<<<<
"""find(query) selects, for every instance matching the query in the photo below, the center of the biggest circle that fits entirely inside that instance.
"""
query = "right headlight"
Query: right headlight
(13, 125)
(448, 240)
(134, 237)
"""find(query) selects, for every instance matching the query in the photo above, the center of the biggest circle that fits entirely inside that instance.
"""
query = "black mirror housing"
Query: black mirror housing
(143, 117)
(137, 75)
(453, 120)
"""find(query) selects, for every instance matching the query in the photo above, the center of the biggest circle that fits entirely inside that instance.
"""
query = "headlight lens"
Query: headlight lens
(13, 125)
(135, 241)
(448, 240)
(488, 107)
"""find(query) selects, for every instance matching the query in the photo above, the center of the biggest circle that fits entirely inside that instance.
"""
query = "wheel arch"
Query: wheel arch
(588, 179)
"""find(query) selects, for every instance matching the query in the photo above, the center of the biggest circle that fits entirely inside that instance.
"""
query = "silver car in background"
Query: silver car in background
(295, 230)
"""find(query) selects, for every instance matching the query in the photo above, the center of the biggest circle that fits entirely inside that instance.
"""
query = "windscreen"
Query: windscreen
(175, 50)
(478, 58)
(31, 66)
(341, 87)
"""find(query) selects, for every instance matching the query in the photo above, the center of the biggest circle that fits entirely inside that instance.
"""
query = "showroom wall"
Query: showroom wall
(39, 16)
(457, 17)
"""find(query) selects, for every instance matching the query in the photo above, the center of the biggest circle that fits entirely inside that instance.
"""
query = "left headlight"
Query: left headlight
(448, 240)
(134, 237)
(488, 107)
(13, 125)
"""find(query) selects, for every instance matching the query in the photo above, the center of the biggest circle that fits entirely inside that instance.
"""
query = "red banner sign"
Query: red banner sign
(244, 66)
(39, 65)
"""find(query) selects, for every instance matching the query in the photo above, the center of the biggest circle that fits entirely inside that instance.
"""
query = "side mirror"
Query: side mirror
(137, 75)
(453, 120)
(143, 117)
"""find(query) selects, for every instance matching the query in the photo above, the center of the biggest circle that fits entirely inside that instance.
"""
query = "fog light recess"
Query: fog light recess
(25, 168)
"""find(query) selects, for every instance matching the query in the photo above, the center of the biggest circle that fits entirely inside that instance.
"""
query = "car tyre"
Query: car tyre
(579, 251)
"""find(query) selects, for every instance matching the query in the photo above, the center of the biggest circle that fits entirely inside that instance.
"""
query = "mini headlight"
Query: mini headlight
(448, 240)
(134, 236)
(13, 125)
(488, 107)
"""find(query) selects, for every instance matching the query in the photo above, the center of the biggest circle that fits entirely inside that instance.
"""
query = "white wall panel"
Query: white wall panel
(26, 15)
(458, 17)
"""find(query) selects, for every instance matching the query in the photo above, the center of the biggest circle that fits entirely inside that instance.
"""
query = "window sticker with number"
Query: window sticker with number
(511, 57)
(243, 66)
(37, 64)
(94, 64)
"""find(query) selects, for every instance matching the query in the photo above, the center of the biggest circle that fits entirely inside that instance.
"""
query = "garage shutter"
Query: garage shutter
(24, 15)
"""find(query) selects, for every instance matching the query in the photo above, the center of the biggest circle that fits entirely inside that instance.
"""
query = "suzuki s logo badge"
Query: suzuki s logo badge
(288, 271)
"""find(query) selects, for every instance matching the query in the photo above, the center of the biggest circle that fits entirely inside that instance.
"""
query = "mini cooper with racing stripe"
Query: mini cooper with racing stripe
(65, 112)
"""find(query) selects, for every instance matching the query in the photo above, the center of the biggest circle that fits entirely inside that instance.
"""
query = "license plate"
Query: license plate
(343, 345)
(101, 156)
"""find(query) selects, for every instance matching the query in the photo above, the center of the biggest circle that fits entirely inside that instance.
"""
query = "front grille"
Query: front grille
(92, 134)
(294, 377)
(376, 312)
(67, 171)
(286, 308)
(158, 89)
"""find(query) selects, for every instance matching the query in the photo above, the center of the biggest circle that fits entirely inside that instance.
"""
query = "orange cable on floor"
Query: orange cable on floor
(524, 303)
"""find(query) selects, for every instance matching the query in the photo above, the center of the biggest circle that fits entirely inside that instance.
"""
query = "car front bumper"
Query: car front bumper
>>>>
> _WHAT TO DO_:
Output all of the material exactly as written.

> _TASK ANSWER_:
"""find(query) selects, for every instance matching the query in the photo below, the center of the biggest circle that fits entirely inside that instance.
"""
query = "right headlight"
Query: right headlight
(13, 125)
(448, 240)
(134, 237)
"""find(query) selects, for every instance matching the query in the photo above, the center of the biggest circle that fits entirely inside that instance.
"""
query = "black mirror housing"
Query: black mirror housing
(143, 117)
(137, 75)
(453, 120)
"""find(query) selects, for every instance matching the query in the photo above, the center of the biggest circle that fits entirely inside that instance.
"""
query = "headlight lens"
Query: headlight lens
(13, 125)
(135, 241)
(448, 240)
(488, 107)
"""find(query) selects, for every instance matching the query in the photo above, the center of the biggest circle that fits entirely inside that instance.
"""
query = "wheel arch"
Query: wheel arch
(588, 179)
"""find(query) selects, for every instance matching the query in the photo above, the center of the biggest circle that fits entirely inside that instance.
"""
query = "silver car in background"
Query: silver car in background
(295, 230)
"""find(query) selects, for every instance matching the query in the photo above, the center of the biggest circle that fits entirely inside that instance.
"""
query = "windscreen"
Query: windscreen
(175, 50)
(478, 58)
(31, 66)
(341, 87)
"""find(query) selects, for every instance matching the query in the photo above, the center of the biggest circle that fits entirely inside that instance.
"""
query = "showroom wall"
Query: showroom wall
(39, 16)
(457, 17)
"""find(query) selects, for every instance matching the query in the photo above, the center of the biggest circle that fits entirely inside that instance.
"""
query = "left headlight"
Query: left headlight
(448, 240)
(134, 237)
(488, 107)
(13, 125)
"""find(query) selects, for every instance matching the query in the photo above, the center of the biggest circle that fits entirely inside that instance.
"""
query = "red banner sign"
Query: red banner sign
(244, 66)
(39, 65)
"""find(query) selects, for every instance matching the query in the photo above, the center of the biggest circle that fits entirely inside that instance.
"""
query = "side mirror"
Query: side mirror
(137, 75)
(453, 120)
(143, 117)
"""find(query) selects, for every instance matching the query in the photo above, the center of the biggest circle that fits entirely inside that instance.
"""
query = "fog light recess"
Query: fog light recess
(25, 168)
"""find(query) selects, for every instance matching the query in the photo above, the center of the biggest circle that fits entirely inside that instance.
"""
query = "car tyre"
Query: car tyre
(579, 251)
"""find(query) selects, for every instance matching the query in the photo above, the center of the biggest circle that fits entirely inside that instance.
"""
query = "mini headlight"
Query: mini headlight
(448, 240)
(134, 236)
(13, 125)
(488, 107)
"""find(query) selects, for every instance matching the query in the photo above, the center of the biggest circle that fits entirely inside that instance.
"""
query = "white wall panel"
Query: white wall panel
(26, 15)
(458, 17)
"""find(query) selects, for every instance matching the query in the photo above, the center of the biggest circle that fits entirely inside that instance.
"""
query = "window sticker with number"
Query: window sticker with number
(511, 57)
(243, 66)
(37, 64)
(94, 64)
"""find(query) selects, for every instance matching the query in the photo above, the center of the biggest circle that fits entirely inside that instance.
"""
query = "garage shutter"
Query: garage shutter
(24, 15)
"""find(query) selects, for every instance matching the query in the photo above, the center of the biggest circle that fits entirely inside that instance.
"""
query = "suzuki s logo badge"
Query: suzuki s logo badge
(288, 271)
"""find(query) selects, for every instance matching the query in the photo above, the center of the biggest circle that fits entirely inside that instance.
"""
query = "mini cooper with racing stripe"
Query: mini cooper with racing stripe
(65, 112)
"""find(query) selects, for every instance matching the query in the photo above, the center of the biggest circle that fits entirely inside that instance.
"""
query = "license plate"
Query: license plate
(343, 345)
(101, 156)
"""find(query) selects, for every instance matching the query in the photo above, the center of the biggest circle that fits entirely inside that instance.
"""
query = "front grille"
Query: front grille
(92, 134)
(294, 377)
(376, 312)
(67, 171)
(286, 308)
(158, 89)
"""find(query) selects, for every instance matching the query in the photo above, the center of the biggest circle that fits entirely inside that instance.
"""
query = "orange cable on floor"
Query: orange cable on floor
(524, 303)
"""find(query) selects, for every instance matching the query in the photo above, the center of the biggest circle that fits entirely inside that instance.
"""
query = "car front bumper"
Query: car front bumper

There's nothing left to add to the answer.